▶ [DATA FOR PROCESSING]
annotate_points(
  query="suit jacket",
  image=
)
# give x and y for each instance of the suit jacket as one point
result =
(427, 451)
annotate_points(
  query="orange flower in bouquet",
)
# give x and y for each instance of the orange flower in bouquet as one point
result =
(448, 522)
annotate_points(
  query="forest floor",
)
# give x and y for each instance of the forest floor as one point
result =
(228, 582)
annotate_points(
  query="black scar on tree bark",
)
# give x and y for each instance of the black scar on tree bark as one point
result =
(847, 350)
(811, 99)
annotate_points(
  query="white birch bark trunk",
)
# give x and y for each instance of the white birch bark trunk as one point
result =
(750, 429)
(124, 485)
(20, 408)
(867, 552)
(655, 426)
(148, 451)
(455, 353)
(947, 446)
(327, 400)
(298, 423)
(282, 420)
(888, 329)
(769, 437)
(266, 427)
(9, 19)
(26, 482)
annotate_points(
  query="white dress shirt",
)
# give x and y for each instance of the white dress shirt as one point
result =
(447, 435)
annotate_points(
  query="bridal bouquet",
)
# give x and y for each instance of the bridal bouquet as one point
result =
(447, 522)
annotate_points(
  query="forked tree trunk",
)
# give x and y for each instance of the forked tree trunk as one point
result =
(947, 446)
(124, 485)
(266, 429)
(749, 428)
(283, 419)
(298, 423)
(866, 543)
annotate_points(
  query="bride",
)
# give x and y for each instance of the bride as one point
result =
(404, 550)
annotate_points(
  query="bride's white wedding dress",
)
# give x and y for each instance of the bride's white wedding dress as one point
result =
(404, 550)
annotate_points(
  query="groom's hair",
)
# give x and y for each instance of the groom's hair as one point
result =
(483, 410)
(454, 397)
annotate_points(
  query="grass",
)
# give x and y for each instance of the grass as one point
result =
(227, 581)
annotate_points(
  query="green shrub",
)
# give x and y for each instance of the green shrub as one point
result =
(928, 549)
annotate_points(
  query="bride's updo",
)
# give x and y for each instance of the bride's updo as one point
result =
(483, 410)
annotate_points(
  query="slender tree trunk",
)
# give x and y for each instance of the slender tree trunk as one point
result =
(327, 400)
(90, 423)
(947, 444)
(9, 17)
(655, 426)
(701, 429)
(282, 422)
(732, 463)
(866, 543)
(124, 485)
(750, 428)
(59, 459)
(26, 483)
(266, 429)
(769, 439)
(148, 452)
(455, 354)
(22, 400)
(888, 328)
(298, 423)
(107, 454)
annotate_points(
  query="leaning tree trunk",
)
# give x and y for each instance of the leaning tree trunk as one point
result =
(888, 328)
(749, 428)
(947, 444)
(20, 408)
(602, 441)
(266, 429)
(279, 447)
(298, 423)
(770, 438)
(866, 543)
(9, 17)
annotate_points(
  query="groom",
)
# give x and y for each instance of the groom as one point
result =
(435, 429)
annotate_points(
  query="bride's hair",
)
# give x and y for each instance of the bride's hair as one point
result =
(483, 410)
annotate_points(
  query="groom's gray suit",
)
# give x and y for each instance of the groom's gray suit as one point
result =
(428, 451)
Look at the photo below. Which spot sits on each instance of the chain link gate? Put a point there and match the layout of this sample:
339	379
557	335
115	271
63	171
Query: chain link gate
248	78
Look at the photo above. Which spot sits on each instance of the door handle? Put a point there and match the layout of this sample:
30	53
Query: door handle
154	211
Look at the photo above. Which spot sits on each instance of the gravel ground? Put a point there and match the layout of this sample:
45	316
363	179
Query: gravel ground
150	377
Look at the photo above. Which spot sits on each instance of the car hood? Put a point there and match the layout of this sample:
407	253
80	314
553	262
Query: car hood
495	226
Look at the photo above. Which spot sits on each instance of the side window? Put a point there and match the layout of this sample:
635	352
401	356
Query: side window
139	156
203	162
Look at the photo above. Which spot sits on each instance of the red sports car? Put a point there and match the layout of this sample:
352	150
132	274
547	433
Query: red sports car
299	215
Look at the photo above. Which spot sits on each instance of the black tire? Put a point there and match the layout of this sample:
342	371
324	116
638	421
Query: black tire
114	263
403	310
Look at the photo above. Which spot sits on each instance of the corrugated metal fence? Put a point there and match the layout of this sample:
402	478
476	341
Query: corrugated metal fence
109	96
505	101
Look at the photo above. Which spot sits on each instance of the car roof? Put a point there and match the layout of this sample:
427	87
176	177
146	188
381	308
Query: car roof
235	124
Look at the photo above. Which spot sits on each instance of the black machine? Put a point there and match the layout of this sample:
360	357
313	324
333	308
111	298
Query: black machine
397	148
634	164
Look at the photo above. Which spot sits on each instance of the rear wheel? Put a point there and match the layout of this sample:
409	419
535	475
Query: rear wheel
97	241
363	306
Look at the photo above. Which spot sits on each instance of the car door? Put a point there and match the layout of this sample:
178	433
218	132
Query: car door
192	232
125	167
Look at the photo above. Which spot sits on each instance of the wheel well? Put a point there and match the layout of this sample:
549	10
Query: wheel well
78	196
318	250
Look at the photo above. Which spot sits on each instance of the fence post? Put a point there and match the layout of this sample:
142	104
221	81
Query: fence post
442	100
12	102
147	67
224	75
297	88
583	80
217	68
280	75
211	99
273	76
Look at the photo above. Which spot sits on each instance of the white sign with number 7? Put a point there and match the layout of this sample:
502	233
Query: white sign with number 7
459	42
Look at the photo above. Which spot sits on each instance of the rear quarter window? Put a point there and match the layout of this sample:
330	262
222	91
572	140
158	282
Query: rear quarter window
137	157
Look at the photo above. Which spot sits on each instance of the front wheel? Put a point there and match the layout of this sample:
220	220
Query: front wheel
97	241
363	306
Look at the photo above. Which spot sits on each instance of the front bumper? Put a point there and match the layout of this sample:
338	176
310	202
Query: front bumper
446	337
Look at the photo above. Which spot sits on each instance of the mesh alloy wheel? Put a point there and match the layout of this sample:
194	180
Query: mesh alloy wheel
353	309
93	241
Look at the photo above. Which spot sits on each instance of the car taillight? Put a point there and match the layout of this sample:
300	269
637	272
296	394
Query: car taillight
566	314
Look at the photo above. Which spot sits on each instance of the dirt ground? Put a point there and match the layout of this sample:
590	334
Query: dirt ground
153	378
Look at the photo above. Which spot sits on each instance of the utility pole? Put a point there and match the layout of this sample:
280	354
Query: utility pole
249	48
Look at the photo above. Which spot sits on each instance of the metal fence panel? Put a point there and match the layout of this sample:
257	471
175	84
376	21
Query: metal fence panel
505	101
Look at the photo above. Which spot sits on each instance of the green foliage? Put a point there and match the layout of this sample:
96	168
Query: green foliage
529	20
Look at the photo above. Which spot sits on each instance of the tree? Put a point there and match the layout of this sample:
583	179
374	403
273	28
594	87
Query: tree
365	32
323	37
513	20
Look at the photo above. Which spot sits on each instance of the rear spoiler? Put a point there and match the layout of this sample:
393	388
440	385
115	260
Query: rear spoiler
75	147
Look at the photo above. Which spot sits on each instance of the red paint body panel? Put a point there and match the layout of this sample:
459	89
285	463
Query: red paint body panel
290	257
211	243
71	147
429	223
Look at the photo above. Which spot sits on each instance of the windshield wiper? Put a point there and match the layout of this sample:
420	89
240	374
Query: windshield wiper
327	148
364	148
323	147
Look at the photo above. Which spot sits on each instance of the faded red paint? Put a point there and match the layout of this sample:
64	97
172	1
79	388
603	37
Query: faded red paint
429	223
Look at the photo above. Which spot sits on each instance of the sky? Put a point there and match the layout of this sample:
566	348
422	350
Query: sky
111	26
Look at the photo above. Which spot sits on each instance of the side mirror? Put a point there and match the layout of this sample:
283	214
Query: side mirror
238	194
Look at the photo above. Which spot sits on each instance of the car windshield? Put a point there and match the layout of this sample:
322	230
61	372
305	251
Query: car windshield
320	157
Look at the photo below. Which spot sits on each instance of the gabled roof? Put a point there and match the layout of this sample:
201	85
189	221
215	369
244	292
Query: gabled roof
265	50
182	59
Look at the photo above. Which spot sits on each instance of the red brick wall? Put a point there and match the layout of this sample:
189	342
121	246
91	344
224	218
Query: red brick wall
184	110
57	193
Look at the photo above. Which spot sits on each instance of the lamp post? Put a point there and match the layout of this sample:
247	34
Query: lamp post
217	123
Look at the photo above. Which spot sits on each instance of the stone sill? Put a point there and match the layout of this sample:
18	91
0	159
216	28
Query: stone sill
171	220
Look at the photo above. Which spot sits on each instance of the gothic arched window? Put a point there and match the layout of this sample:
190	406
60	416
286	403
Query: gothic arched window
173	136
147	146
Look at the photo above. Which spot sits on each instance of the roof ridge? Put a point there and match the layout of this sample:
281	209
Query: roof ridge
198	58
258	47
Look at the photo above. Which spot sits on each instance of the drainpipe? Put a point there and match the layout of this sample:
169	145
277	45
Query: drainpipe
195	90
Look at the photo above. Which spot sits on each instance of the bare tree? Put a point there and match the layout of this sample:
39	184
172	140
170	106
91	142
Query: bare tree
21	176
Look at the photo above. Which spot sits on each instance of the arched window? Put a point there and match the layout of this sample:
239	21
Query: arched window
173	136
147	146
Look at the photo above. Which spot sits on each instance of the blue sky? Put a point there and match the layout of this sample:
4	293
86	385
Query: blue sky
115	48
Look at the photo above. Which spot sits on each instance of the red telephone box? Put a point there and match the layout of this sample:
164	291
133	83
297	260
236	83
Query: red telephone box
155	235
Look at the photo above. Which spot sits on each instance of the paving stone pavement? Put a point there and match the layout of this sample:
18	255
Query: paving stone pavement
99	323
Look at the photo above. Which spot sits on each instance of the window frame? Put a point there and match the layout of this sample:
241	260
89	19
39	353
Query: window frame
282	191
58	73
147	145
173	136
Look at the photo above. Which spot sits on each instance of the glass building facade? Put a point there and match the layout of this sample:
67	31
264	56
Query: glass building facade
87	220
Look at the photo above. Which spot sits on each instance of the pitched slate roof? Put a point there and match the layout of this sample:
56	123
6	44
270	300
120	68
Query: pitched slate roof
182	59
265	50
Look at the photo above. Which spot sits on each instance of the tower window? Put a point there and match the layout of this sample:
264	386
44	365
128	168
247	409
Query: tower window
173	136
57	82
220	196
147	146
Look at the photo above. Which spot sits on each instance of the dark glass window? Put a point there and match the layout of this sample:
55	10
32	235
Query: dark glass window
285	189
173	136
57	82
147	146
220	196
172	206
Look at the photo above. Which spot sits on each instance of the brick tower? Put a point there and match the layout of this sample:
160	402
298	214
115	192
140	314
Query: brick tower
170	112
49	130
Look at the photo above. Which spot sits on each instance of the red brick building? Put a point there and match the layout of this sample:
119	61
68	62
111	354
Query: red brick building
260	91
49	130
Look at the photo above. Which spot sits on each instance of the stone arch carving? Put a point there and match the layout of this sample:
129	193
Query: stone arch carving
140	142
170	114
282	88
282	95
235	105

▶ [WORK INSTRUCTIONS] Take every line from the one containing "of the pitched" to the end of the listing and output it exactly, with nothing else.

▶ [FULL OUTPUT]
Look at the photo above. Which spot sits on each instance of the pitched slate roof? Put a point there and match the layout of this sample:
56	123
6	44
270	300
120	68
Query: pitched slate roof
182	59
265	50
Look at the photo above. Which spot sits on each instance of the tower window? Put a point there and match the layout of this sample:
264	386
44	365
128	168
247	409
Query: tower window
173	136
57	82
220	196
147	146
Look at the photo above. Which spot sits on each instance of the dark glass window? Put a point there and match the layout of this sample:
55	10
32	235
Query: dark glass window
285	189
173	136
57	82
147	146
220	196
172	206
Look at the photo above. Which spot sits on each instance of the brick tower? Put a point there and match the layout of this sample:
160	402
298	214
115	192
140	314
Query: brick tower
170	112
49	130
Look at the photo above. Which spot sits on each instance of the red brick building? Put a point there and match the layout of this sample:
119	61
68	62
111	354
Query: red brick building
260	91
49	130
Look at the photo above. Which spot sits on each instance of the stone arch carving? Put a point there and match the layout of this sample:
129	193
Query: stone arch carving
140	142
170	114
282	88
282	95
235	105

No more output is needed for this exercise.